• _CONSIGNE À SUIVRE_
Selon le passage cité sur les prisons anglaises du XVIIIe siècle, en quelle année John Howard publie-t-il son rapport, et sous quel titre ?

• _PASSAGE CITÉ_
----

Dans cette première partie, nous allons donc étudier l’état des lieux que fait Bentham des prisons de son époque. Tout d’abord, les prisons du XVIIIe siècle sont dépeintes durement par l’auteur : « un séjour infect et horrible, école de tous les crimes » (l.10). En effet, les prisons anglaises dans les années 1780 sont des lieux d’enfermements sans distinction de sexe, de l’âge et du crime commis par les prisonniers, entassés dans des cachots sales, délabrés, où les maladies et la mauvaise hygiène de vie faisaient des ravages considérables. Bien que supplice à elles seules, les prisons et les conditions de vie de ses habitants sont longtemps restées inchangées, la rudesse des moeurs empêchait la pitié pour des condamnés dont les peines, qui suivaient la loi sauvage du talion, ne pouvaient être remises en cause. Les peines, bien souvent arbitraires et au bon vouloir du juge et de ses humeurs, étaient vécues comme des injustices pour les prisonniers, qui, entassés les uns sur les autres, étaient emplis de haine, d’aspirations de vengeance, de fermentations sanguinaires qui les poussaient à commettre des crimes à l’intérieur même des prisons, les rendant très dangereuses pour ses habitants, son personnel et ses visiteurs. C’est ce que l’auteur explique ligne. 11 : « que l’on ne pouvoit visiter qu’en tremblant, parce qu’un acte d’humanité etoit quelquefois puni par la mort ». De plus, Bentham parle de « corruption » due à « l’insouciance des gouvernemens » (l. 15), en effet, loin d’être une priorité pour le Parlement anglais, la ligne de conduite des prisons était laissée entre les mains des geôliers, qui ajoutaient bien des malheurs et tortures aux peines des prisonniers. L’auteur le résume très bien, les prisons anglaises au XVIIIe siècle n’étaient qu’un « entassement de toutes les misères » (l.11), auquel il fallait remédier.
C’est ce qu’a commencé à faire « le généreux Howard » (l.13), autrement dit John Howard, pour s’assurer que les « iniquités » (l.12), c’est à dire les péchés, ne soient plus « consommées dans un profond mystère » (l.13). John Howard est donc l’un des premiers à s’indigner des conditions de vie des prisonniers en Angleterre. En effet, après avoir passé plusieurs mois dans une prison française, il rentre chez lui et commence à inspecter les prisons autour de lui. Horrifié par ce qu’il découvre, il entreprend une inspection d’une grande partie des prisons du pays avant de publier son rapport en 1777 : The State of the Prisons. Grâce à lui, le Parlement publia une série de nouvelles mesures en 1779, notamment pour que les prisonniers aient des cellules individuelles, et des bâtiments différents pour les hommes et pour les femmes. Howard et Bentham s’inscrivent dans un courant de pensée qui renouvelle la façon de voir le droit pénal, l’enferment des individus et l’utilité du système. En effet, Bentham ajoute à l’idée de priver « de leur liberté les individus qui en ont abusé » (l.1) une dimension nouvelle : « réformer les moeurs des personnes détenues ». En effet, pour lui, la prison doit permettre aux condamnés d’apprendre de leurs erreurs et d’en ressortir différent, afin de les empêcher de commettre de nouveaux crimes après leur libération. Il plaint la négligence de cette « réformation » ligne 7. Il est vrai, cette « indifférence barbare » dont parle l’auteur ligne 8 insinue que le modèle traditionnel du châtiment corporel ou de l’exécution publique devrait laisser place à une conception de la peine qui a pour but la réhabilitation du criminel. Pour Bentham et les philosophes qui suivent le même chemin de pensée, la prison ne devrait plus seulement être un lieu où les prisonniers attendent leur exécution, un lieu qui renvoie à « la terreur de l’exemple » (l.3), mais plutôt devenir une peine en soi, un moyen de réformation sociale et morale du criminel.

----

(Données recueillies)
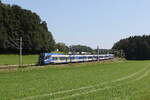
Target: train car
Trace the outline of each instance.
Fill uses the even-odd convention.
[[[60,53],[42,53],[39,56],[39,64],[63,64],[107,60],[114,58],[113,54],[103,55],[64,55]]]

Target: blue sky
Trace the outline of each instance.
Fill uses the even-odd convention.
[[[150,0],[2,0],[36,12],[56,42],[111,48],[150,33]]]

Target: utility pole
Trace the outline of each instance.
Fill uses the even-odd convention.
[[[99,46],[97,46],[97,55],[98,55],[98,61],[99,61]]]
[[[19,57],[19,67],[22,67],[22,37],[20,37],[20,57]]]

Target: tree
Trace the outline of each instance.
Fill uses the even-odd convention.
[[[132,36],[114,44],[115,50],[123,50],[126,59],[150,59],[150,35]]]
[[[23,53],[50,52],[55,40],[47,23],[18,5],[0,4],[0,53],[17,53],[15,44],[23,38]]]

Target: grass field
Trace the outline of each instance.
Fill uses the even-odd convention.
[[[150,100],[150,61],[0,71],[0,100]]]
[[[38,61],[38,55],[24,55],[23,64],[35,64]],[[0,55],[0,65],[19,64],[19,55]]]

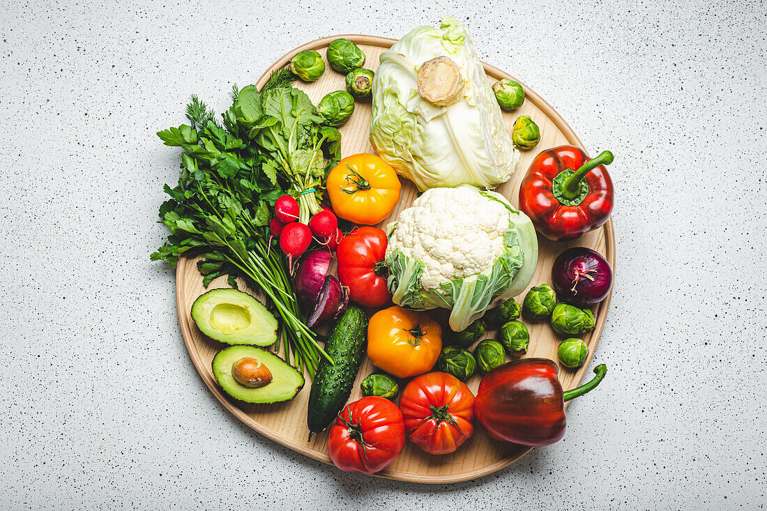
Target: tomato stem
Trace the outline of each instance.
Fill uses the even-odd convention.
[[[449,405],[446,404],[443,407],[437,407],[433,404],[432,404],[429,407],[429,408],[432,410],[432,414],[423,419],[423,420],[421,421],[421,424],[423,424],[429,419],[434,419],[436,424],[434,425],[434,430],[427,435],[424,435],[424,437],[431,437],[433,434],[436,433],[436,430],[437,429],[439,429],[440,424],[442,424],[443,422],[446,422],[451,426],[456,427],[456,428],[458,430],[458,437],[459,438],[461,437],[461,435],[463,434],[463,432],[461,431],[461,427],[458,425],[457,422],[456,422],[456,417],[450,415],[450,414],[448,412],[448,410],[450,408]]]
[[[362,453],[365,455],[365,458],[367,458],[367,447],[374,447],[378,443],[368,443],[365,441],[365,439],[362,436],[362,426],[360,423],[355,423],[354,418],[351,417],[351,408],[347,407],[347,410],[349,410],[349,420],[347,420],[341,415],[338,417],[346,424],[347,428],[349,430],[349,438],[354,440],[355,442],[359,442],[362,446]]]
[[[421,344],[421,340],[423,339],[423,336],[429,331],[428,328],[423,328],[420,325],[416,325],[410,329],[403,328],[403,330],[410,332],[410,335],[413,337],[413,341],[410,341],[410,339],[407,340],[408,344],[413,348]]]
[[[360,173],[357,172],[357,170],[354,170],[353,168],[349,166],[348,163],[346,164],[346,168],[349,169],[349,172],[351,172],[351,174],[354,175],[347,174],[346,177],[344,178],[344,180],[346,181],[347,184],[354,184],[354,189],[348,190],[347,188],[344,188],[343,186],[341,186],[341,190],[342,192],[351,195],[353,193],[356,193],[357,192],[364,192],[366,190],[370,189],[370,181],[368,181],[364,177],[360,176]]]

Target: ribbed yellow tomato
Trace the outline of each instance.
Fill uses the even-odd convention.
[[[367,324],[367,358],[392,376],[407,378],[431,371],[442,349],[442,327],[426,312],[394,305]]]
[[[328,196],[340,218],[372,226],[392,212],[402,185],[397,172],[375,154],[348,156],[328,175]]]

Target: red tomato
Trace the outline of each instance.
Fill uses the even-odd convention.
[[[432,454],[455,451],[474,434],[474,394],[453,374],[413,378],[400,397],[410,441]]]
[[[391,301],[387,287],[386,232],[360,227],[338,243],[338,279],[349,288],[349,298],[364,307],[381,307]]]
[[[328,454],[344,472],[375,473],[405,447],[402,412],[388,399],[370,396],[346,405],[331,427]]]

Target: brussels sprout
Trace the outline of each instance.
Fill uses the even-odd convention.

----

• _RÉPONSE ATTENDUE_
En 1777, sous le titre The State of the Prisons.